* _Problem requirements_: Find every row below that contains the string "with" and copy each of those rows in full. Matching is case-sensitive.

* _Dataset extract_:
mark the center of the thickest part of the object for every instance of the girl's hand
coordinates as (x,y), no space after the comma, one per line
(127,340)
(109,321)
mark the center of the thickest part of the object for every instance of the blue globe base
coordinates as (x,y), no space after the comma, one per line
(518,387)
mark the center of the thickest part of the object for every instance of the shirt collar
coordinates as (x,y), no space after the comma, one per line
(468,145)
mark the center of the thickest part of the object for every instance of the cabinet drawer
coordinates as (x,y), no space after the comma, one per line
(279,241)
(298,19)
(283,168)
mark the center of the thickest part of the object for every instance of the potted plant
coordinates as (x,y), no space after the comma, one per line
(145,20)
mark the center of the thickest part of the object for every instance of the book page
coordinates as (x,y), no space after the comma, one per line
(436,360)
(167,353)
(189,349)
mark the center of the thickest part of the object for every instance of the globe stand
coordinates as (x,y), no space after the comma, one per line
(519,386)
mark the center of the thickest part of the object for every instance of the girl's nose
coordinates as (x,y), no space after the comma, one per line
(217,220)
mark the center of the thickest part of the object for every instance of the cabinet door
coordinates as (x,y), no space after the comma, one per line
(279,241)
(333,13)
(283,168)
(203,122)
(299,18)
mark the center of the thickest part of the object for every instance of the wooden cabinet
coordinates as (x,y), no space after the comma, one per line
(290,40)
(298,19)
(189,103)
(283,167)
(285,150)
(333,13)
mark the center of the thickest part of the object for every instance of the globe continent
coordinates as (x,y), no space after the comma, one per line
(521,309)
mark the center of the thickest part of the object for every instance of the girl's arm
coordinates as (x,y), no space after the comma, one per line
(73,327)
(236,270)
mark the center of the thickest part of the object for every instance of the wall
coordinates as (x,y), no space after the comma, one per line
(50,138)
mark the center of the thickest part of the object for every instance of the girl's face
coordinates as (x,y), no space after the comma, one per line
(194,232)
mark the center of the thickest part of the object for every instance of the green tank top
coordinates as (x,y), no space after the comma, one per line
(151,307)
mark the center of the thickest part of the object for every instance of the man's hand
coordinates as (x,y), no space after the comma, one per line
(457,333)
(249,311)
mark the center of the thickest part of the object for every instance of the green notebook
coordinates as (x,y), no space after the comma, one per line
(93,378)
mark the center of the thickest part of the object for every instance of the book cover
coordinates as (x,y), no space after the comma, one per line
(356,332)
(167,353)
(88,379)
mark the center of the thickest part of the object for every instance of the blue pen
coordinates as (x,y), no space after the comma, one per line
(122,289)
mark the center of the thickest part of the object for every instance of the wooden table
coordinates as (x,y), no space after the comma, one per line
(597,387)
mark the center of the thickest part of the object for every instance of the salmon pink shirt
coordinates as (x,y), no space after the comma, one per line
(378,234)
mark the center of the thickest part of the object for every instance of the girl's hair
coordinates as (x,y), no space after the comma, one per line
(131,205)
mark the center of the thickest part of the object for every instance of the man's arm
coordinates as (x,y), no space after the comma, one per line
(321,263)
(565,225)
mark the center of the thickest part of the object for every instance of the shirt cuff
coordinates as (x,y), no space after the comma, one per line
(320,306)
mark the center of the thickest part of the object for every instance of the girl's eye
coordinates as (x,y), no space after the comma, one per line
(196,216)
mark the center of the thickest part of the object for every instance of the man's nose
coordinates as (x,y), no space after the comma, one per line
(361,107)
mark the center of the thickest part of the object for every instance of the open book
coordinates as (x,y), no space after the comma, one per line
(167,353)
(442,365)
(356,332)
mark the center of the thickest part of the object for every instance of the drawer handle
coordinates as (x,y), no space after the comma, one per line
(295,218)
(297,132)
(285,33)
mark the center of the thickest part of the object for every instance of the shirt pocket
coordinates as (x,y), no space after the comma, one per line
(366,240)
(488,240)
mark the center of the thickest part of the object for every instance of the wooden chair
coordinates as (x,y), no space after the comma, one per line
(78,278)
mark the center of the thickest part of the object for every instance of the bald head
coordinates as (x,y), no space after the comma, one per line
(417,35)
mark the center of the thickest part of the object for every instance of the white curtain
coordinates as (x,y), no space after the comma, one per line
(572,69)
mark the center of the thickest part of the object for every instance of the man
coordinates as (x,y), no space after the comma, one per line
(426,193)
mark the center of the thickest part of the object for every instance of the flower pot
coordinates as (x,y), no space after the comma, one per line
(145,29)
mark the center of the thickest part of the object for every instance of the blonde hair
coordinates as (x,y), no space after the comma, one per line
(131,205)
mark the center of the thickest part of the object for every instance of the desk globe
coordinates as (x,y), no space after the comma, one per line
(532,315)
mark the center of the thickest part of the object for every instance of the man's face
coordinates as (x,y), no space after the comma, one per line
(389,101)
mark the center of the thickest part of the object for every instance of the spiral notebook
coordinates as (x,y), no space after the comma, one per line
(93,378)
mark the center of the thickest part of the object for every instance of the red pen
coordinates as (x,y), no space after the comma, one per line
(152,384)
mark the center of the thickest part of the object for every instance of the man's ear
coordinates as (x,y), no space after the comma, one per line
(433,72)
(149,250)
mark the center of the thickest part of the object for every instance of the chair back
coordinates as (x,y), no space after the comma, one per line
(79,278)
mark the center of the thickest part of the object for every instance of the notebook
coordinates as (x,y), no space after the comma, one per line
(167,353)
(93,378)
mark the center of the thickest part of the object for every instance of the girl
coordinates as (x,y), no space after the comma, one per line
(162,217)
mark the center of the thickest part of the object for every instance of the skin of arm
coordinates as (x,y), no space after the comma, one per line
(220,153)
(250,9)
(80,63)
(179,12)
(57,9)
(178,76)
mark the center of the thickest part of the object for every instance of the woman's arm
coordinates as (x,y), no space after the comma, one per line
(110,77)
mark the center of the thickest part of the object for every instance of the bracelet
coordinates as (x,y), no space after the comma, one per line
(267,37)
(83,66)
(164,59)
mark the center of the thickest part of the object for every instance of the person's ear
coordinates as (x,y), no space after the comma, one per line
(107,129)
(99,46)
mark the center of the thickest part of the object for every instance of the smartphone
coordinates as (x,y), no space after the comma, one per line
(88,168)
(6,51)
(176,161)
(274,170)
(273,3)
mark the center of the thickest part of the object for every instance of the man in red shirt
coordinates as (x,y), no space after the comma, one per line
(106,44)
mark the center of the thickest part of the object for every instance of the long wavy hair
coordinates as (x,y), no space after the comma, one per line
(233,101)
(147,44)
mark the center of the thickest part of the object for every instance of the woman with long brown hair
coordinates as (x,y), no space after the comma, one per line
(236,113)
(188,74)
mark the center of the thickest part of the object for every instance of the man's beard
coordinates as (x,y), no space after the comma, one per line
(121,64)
---
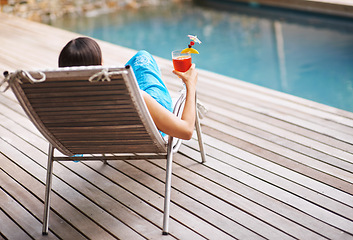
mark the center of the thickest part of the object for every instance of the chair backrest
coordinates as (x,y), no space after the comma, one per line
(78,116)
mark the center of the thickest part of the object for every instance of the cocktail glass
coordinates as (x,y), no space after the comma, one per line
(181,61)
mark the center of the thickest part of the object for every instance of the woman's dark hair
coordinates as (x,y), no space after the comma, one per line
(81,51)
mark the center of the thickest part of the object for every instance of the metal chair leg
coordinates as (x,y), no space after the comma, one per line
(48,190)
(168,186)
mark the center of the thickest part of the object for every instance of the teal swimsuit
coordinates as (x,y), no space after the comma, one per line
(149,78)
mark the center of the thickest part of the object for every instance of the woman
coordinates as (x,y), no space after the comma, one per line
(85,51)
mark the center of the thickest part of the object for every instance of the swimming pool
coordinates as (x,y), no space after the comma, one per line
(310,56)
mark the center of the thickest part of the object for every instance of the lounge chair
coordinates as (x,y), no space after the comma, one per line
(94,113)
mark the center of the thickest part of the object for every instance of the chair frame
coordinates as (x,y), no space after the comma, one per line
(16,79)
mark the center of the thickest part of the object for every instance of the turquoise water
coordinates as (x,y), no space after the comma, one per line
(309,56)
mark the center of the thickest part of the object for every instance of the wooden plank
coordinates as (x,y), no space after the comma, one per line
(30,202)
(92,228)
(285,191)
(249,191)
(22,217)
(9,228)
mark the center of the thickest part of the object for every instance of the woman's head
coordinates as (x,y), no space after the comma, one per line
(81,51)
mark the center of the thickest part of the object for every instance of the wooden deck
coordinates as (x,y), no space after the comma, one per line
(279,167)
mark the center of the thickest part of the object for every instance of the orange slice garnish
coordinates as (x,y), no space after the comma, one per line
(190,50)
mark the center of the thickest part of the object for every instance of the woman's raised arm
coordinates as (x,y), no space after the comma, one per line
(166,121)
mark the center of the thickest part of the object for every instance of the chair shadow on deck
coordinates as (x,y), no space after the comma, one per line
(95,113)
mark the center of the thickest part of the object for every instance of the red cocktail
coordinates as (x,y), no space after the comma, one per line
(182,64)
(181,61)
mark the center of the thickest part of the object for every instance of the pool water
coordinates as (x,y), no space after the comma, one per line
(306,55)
...
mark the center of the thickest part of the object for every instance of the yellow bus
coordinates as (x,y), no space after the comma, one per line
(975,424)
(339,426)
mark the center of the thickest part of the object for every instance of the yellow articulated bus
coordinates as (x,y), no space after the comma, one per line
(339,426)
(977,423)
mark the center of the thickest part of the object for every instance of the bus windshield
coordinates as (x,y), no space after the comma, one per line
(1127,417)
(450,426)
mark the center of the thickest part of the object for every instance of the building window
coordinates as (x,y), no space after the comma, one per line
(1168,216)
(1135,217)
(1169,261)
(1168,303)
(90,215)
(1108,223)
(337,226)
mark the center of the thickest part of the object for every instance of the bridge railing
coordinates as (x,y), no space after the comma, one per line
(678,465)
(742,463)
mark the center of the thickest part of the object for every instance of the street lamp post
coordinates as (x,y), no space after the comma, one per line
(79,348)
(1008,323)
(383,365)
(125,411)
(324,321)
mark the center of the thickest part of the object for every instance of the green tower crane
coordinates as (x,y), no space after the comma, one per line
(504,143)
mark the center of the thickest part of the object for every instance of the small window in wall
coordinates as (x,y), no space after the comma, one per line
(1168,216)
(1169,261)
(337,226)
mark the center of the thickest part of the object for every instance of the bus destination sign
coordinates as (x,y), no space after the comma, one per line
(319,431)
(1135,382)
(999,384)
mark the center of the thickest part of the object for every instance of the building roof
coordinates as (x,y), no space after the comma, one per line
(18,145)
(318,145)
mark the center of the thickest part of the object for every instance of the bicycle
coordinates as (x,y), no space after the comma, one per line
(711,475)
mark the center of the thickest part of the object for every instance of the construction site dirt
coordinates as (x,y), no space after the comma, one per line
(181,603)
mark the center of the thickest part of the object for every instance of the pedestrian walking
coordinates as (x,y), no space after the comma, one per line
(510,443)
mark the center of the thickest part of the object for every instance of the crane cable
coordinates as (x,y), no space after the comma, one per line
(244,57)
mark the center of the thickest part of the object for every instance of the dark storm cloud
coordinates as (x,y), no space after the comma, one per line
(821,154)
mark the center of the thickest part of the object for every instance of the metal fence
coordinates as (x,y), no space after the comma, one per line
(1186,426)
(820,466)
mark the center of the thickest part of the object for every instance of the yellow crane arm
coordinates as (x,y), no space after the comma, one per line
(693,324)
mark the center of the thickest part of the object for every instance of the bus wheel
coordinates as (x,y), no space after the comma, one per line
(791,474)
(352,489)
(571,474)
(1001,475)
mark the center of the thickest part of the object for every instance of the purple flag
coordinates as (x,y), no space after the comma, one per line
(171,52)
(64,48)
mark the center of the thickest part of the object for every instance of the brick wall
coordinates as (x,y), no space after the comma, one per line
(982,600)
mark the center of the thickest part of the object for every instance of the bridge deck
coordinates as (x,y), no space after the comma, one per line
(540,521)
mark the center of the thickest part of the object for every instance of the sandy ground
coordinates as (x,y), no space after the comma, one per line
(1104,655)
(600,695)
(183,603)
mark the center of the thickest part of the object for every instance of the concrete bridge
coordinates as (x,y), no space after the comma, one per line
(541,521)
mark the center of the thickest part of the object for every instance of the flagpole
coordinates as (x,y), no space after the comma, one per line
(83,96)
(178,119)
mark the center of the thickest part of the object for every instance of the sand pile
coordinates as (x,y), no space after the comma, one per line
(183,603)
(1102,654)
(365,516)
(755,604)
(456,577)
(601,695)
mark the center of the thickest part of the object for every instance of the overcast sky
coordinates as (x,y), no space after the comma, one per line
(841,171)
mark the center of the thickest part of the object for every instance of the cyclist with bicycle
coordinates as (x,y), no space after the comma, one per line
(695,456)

* _Finished exercise_:
mark the center of the thickest part of the object for every instance of the woman with long brown hair
mark the center of the thickest part of the object for every instance of the cyclist with bicycle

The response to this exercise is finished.